PROVIDED TEXT
===

The committee also highlighted the importance of ongoing initiatives in computer science, cancer research, precision medicine, and regenerative medicine. I fully support building on our current trajectory in these areas.
In addition to these thoughtful recommendations, the committee’s report includes suggestions for four cross-cutting investments—restructuring funding for graduate students, diversity throughout the STEM pipeline, instrumentation development, and core facilities—all of which I support. I would also like to emphasize the importance of providing additional resources, mentorship, and educational opportunities for our graduate students and post-doctoral researchers. We should do more to integrate and support these valuable members of our research enterprise.
It is important to note that the report does not recommend actions that would direct resources away from other areas. Many exciting STEM programs at Yale are not included in the report, and they will continue to thrive—leading their respective fields and educating students in the years ahead.
Based on the overwhelmingly positive response to the report, I am delighted to accept the USSC’s recommendations. I am particularly excited to work with all of you to achieve our highest potential in the top five priority areas, which present opportunities for cross-disciplinary research and education. Our collective efforts will ultimately benefit and improve many more areas than those directly identified—and the university as a whole.
Peter Schiffer, vice provost for research and professor of applied physics and physics, will be working with colleagues across campus to plan and lead the implementation of the committee’s recommendations. We are already enacting some of the recommended actions. For example, efforts are underway in the Graduate School of Arts and Sciences to relieve part of the cost of graduate student support from research grants in the sciences and engineering.

===

WORK REQUEST 1
In the statement on the committee's report, who will plan and lead the implementation of the committee's recommendations?
WORK REQUEST 2
Write out the statement on the committee's report word for word, everything from "Based on the" down to "as a whole.".

GIVEN RECORDS

===

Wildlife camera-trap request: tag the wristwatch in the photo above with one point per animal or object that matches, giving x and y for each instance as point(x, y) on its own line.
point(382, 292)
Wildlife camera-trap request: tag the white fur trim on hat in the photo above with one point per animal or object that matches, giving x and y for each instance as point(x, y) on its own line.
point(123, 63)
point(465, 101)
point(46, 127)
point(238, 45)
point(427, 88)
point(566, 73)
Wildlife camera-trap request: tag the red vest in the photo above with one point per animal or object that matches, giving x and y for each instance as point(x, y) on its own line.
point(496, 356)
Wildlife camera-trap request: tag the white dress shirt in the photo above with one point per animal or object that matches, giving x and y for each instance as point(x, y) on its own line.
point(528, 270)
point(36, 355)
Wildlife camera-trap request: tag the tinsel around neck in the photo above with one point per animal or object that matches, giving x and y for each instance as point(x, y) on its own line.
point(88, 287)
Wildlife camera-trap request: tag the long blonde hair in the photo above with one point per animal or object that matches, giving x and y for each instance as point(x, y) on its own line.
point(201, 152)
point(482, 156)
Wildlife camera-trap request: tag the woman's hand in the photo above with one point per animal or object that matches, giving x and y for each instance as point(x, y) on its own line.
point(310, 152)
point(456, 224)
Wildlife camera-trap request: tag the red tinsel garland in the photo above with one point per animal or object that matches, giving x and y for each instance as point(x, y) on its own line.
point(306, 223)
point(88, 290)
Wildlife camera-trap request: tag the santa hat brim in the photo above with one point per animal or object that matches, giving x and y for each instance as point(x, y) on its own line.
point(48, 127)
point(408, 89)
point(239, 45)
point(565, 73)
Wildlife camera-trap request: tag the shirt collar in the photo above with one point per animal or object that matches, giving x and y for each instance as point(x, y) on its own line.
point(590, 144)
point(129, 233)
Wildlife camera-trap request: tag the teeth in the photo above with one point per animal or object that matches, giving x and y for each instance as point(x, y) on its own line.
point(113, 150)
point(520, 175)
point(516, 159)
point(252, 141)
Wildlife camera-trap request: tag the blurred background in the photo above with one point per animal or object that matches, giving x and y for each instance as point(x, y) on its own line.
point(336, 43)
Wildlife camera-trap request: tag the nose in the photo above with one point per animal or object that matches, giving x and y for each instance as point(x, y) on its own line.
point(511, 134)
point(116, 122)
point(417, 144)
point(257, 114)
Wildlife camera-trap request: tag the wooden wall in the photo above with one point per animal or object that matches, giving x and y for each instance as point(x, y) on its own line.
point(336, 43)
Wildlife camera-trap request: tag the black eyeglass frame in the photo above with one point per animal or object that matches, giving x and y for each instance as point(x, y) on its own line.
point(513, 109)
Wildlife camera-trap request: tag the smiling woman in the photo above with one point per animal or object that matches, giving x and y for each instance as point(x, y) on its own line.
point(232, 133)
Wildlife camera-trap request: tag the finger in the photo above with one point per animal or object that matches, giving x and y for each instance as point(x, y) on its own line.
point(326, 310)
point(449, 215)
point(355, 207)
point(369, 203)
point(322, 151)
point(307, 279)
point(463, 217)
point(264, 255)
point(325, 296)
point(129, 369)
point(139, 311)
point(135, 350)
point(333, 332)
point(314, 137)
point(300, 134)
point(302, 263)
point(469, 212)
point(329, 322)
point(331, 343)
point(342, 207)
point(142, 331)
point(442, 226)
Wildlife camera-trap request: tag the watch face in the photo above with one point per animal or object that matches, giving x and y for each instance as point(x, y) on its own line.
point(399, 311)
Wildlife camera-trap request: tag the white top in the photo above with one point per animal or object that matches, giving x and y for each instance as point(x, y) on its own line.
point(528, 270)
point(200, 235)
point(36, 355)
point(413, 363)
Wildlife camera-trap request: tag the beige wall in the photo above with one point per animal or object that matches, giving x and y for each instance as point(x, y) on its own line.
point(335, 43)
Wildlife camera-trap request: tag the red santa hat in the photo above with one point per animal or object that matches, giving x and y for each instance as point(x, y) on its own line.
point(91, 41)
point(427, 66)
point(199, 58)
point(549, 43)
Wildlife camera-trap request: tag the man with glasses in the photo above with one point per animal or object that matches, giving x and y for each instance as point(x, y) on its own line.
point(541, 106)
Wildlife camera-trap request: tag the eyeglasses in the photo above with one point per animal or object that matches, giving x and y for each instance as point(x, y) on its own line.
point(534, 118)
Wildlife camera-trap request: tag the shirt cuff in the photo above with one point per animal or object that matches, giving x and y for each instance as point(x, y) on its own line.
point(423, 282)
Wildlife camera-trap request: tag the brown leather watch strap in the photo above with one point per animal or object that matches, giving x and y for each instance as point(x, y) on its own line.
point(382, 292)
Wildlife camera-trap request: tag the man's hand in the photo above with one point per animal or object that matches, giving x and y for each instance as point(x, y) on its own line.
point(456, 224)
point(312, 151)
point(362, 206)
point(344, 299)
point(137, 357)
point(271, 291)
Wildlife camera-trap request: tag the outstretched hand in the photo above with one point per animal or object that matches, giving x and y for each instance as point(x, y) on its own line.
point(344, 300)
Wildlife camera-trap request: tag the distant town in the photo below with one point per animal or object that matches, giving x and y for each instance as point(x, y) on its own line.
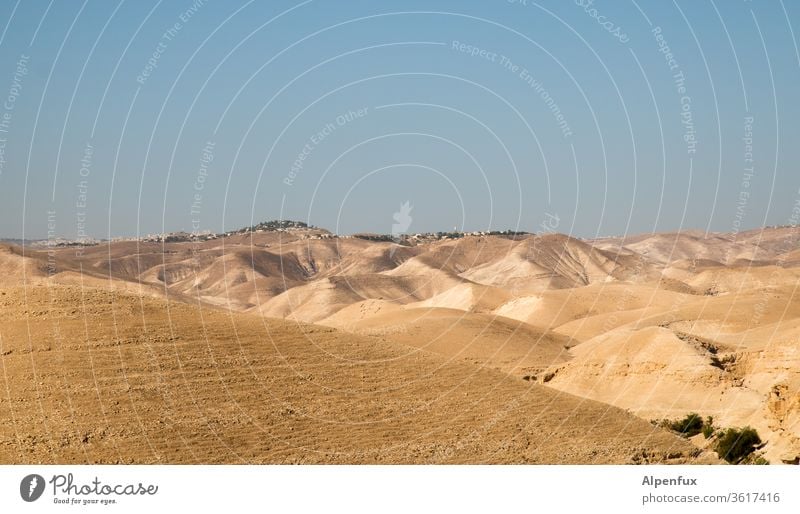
point(297, 228)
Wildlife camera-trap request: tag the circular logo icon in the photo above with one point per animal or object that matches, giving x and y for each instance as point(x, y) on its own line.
point(31, 487)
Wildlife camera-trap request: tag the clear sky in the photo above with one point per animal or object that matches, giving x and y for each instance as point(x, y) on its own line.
point(135, 117)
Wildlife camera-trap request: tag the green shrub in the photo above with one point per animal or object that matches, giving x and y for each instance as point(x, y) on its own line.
point(736, 444)
point(708, 427)
point(689, 426)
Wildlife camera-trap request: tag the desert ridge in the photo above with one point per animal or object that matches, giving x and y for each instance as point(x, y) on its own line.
point(659, 325)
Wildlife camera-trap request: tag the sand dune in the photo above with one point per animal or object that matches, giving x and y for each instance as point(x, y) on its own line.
point(658, 324)
point(104, 377)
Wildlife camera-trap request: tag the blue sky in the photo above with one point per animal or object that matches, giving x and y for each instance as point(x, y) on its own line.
point(139, 117)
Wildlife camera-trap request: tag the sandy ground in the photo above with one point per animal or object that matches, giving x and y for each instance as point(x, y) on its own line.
point(273, 348)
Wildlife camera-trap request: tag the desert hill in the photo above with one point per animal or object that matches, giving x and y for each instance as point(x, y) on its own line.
point(658, 324)
point(97, 376)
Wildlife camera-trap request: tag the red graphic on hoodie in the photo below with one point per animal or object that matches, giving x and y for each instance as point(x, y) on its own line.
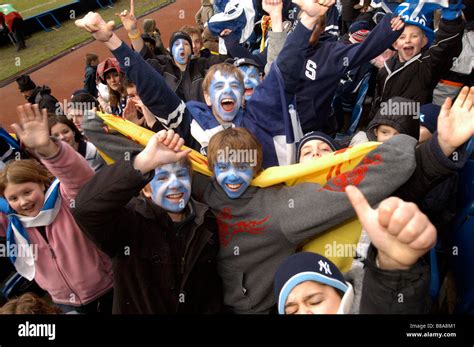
point(353, 177)
point(227, 230)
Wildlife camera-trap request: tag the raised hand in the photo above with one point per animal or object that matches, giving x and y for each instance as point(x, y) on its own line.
point(163, 148)
point(456, 122)
point(131, 113)
point(33, 130)
point(314, 8)
point(397, 23)
point(95, 24)
point(272, 7)
point(128, 19)
point(225, 32)
point(399, 230)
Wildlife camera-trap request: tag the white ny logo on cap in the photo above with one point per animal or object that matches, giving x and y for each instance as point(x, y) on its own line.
point(324, 266)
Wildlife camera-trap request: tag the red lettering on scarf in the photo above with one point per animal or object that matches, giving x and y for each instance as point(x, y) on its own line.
point(228, 230)
point(353, 177)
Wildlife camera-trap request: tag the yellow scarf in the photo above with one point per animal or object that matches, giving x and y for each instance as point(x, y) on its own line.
point(337, 243)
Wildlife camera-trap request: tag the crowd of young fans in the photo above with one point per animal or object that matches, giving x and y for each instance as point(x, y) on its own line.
point(115, 227)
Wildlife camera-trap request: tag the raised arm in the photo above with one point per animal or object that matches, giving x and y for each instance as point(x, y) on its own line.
point(317, 208)
point(101, 206)
point(130, 24)
point(151, 86)
point(400, 236)
point(380, 39)
point(60, 159)
point(434, 160)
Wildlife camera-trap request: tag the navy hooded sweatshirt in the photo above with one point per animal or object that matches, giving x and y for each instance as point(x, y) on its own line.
point(329, 61)
point(268, 114)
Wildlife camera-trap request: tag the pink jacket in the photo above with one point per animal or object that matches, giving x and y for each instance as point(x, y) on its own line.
point(71, 268)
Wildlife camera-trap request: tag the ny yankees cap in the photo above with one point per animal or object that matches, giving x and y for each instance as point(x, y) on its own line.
point(302, 267)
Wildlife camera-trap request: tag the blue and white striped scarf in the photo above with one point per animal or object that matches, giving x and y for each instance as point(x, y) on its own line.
point(17, 237)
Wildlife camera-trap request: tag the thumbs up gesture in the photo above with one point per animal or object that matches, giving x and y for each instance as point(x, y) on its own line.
point(399, 230)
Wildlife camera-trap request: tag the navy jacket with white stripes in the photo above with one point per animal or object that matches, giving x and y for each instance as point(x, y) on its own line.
point(269, 114)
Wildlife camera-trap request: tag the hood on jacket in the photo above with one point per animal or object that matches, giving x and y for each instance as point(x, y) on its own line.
point(402, 114)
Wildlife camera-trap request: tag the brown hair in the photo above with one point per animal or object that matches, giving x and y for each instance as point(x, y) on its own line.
point(90, 57)
point(24, 171)
point(234, 139)
point(29, 303)
point(224, 68)
point(189, 29)
point(55, 119)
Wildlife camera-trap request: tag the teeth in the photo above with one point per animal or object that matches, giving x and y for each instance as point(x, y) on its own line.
point(233, 186)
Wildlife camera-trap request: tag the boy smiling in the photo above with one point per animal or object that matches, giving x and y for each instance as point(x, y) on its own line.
point(258, 228)
point(267, 114)
point(414, 72)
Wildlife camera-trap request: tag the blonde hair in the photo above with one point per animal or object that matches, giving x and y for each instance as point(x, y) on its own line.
point(29, 303)
point(24, 171)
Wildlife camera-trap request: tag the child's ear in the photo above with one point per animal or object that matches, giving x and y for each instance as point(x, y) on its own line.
point(424, 41)
point(207, 98)
point(147, 191)
point(395, 45)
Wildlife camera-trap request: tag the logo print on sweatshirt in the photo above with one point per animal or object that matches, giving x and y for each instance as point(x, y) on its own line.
point(353, 177)
point(228, 230)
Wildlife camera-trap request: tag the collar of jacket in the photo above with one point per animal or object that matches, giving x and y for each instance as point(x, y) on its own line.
point(148, 209)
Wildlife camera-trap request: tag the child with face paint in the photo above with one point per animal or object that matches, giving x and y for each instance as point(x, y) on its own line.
point(265, 226)
point(164, 244)
point(251, 73)
point(63, 262)
point(308, 283)
point(423, 57)
point(267, 114)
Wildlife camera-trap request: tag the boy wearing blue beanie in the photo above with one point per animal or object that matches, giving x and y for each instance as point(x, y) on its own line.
point(308, 283)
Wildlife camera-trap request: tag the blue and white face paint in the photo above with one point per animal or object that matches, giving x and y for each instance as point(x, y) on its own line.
point(181, 51)
point(171, 187)
point(226, 96)
point(234, 178)
point(251, 79)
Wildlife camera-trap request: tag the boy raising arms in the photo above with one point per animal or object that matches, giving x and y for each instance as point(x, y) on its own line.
point(258, 228)
point(266, 115)
point(414, 72)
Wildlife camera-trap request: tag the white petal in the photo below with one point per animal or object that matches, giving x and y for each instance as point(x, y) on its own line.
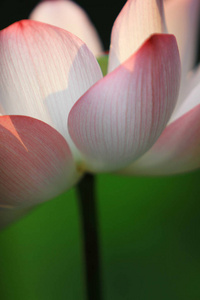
point(71, 17)
point(136, 22)
point(43, 72)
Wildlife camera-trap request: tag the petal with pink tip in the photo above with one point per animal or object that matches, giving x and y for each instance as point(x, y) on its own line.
point(123, 114)
point(136, 22)
point(182, 20)
point(71, 17)
point(176, 151)
point(43, 71)
point(192, 100)
point(36, 163)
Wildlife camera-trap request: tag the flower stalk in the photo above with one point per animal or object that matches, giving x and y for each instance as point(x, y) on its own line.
point(89, 223)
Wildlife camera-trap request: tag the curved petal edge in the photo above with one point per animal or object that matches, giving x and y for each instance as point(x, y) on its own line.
point(122, 115)
point(35, 162)
point(176, 151)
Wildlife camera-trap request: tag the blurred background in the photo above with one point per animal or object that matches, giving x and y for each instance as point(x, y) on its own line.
point(149, 227)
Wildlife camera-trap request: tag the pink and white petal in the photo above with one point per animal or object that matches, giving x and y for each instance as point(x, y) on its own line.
point(136, 22)
point(182, 20)
point(71, 17)
point(36, 163)
point(122, 115)
point(192, 100)
point(43, 71)
point(176, 151)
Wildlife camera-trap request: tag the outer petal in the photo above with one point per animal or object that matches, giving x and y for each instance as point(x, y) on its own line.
point(192, 100)
point(135, 23)
point(68, 15)
point(35, 162)
point(176, 151)
point(182, 20)
point(43, 71)
point(122, 115)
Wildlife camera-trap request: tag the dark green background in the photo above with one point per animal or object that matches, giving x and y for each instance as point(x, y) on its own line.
point(149, 226)
point(149, 241)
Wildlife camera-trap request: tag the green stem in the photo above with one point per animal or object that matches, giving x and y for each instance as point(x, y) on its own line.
point(87, 203)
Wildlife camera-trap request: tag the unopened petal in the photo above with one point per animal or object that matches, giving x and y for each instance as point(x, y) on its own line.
point(136, 22)
point(123, 114)
point(182, 20)
point(191, 101)
point(43, 72)
point(71, 17)
point(36, 163)
point(176, 151)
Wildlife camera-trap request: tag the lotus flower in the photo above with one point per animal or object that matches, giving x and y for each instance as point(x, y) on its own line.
point(61, 117)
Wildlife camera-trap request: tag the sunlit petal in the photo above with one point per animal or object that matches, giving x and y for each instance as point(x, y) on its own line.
point(43, 72)
point(136, 22)
point(176, 151)
point(123, 114)
point(71, 17)
point(35, 162)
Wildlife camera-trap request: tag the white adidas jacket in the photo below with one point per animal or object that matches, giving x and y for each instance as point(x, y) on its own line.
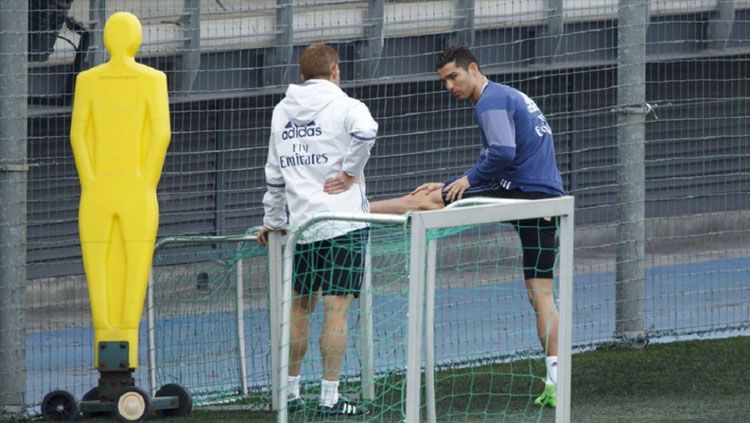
point(316, 131)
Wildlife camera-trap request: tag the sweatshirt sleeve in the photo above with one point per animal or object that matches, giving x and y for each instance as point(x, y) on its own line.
point(363, 131)
point(500, 132)
point(274, 200)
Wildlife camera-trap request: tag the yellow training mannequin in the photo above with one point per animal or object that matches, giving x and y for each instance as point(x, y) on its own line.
point(120, 134)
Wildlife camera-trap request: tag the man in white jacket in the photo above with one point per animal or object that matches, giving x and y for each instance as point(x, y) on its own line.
point(320, 142)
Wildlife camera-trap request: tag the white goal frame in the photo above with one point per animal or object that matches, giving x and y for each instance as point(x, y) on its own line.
point(422, 292)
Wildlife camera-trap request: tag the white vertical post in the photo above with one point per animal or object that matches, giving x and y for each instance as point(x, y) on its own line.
point(284, 326)
point(240, 304)
point(565, 323)
point(275, 279)
point(366, 340)
point(151, 330)
point(416, 305)
point(429, 331)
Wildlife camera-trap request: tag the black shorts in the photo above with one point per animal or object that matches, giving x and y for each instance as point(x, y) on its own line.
point(335, 266)
point(537, 235)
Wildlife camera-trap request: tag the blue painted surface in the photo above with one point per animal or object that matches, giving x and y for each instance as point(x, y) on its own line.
point(200, 351)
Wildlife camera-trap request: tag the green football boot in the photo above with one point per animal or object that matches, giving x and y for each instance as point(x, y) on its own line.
point(548, 397)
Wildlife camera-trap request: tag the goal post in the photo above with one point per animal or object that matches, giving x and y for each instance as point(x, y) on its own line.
point(486, 210)
point(422, 265)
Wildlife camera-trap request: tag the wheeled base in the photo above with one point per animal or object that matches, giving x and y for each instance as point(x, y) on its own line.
point(131, 405)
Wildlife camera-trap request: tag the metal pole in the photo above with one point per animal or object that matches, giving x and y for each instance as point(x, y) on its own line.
point(240, 312)
point(631, 96)
point(366, 333)
point(429, 331)
point(97, 17)
point(417, 264)
point(191, 56)
point(275, 278)
point(565, 321)
point(151, 331)
point(13, 168)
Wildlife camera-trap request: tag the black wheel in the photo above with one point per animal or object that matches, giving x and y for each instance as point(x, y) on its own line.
point(59, 406)
point(92, 395)
point(184, 400)
point(133, 405)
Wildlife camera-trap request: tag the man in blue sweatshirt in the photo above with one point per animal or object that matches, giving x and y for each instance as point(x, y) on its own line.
point(517, 161)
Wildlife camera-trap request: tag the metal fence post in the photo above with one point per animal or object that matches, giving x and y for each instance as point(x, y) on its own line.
point(13, 177)
point(631, 97)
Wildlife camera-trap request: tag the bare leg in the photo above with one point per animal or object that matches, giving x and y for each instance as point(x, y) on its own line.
point(333, 337)
point(542, 299)
point(417, 202)
point(299, 330)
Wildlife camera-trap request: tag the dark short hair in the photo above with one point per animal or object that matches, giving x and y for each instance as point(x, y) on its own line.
point(459, 54)
point(317, 61)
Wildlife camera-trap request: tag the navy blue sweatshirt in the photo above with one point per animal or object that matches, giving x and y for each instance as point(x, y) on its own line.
point(517, 147)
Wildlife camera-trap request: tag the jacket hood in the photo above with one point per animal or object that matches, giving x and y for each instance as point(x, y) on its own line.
point(303, 102)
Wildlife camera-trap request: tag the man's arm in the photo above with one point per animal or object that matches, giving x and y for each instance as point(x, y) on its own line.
point(274, 200)
point(363, 130)
point(78, 128)
point(500, 133)
point(158, 113)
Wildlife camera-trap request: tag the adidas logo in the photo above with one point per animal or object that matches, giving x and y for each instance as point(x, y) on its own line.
point(292, 131)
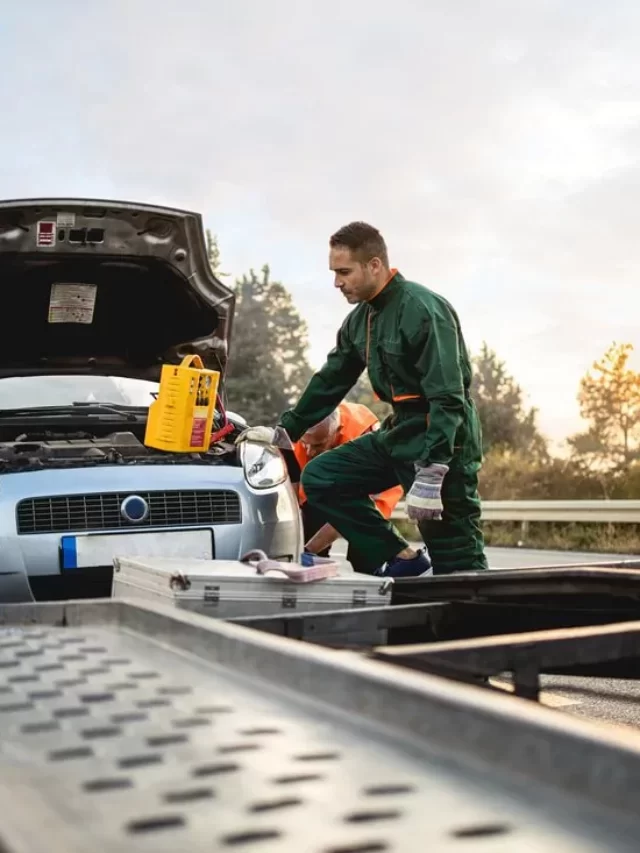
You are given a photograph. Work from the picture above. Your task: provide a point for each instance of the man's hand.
(423, 500)
(269, 436)
(324, 538)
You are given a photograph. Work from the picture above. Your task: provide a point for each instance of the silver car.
(96, 297)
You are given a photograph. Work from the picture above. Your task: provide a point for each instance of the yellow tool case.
(181, 419)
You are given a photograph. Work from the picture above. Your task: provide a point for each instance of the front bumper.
(30, 564)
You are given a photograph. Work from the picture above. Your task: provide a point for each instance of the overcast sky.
(494, 142)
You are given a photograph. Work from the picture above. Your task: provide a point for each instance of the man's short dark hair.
(365, 241)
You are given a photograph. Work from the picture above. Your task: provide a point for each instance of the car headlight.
(263, 466)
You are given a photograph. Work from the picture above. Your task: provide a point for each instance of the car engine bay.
(38, 449)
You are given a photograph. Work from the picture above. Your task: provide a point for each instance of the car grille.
(68, 513)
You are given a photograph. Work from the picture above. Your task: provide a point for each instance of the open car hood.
(107, 287)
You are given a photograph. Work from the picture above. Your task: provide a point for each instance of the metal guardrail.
(618, 512)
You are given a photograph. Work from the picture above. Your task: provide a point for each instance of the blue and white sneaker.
(418, 566)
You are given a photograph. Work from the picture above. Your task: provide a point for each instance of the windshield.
(27, 392)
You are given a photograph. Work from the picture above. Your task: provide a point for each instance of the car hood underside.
(107, 287)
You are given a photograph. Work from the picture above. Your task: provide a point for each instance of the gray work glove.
(269, 436)
(424, 502)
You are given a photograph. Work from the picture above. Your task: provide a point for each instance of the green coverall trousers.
(341, 480)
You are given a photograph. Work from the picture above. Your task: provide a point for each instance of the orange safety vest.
(355, 420)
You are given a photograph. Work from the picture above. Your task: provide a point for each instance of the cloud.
(494, 143)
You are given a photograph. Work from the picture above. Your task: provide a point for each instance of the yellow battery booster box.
(181, 419)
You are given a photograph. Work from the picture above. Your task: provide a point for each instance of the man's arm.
(327, 387)
(437, 347)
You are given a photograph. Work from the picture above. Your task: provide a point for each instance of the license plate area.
(87, 551)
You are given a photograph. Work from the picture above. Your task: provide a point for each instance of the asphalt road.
(607, 701)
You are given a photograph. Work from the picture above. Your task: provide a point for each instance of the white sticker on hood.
(72, 303)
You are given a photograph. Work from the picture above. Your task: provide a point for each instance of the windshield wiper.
(129, 413)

===

EXERCISE RESULT 1
Peter Schiffer, vice provost for research and professor of applied physics and physics.

EXERCISE RESULT 2
Based on the overwhelmingly positive response to the report, I am delighted to accept the USSC’s recommendations. I am particularly excited to work with all of you to achieve our highest potential in the top five priority areas, which present opportunities for cross-disciplinary research and education. Our collective efforts will ultimately benefit and improve many more areas than those directly identified—and the university as a whole.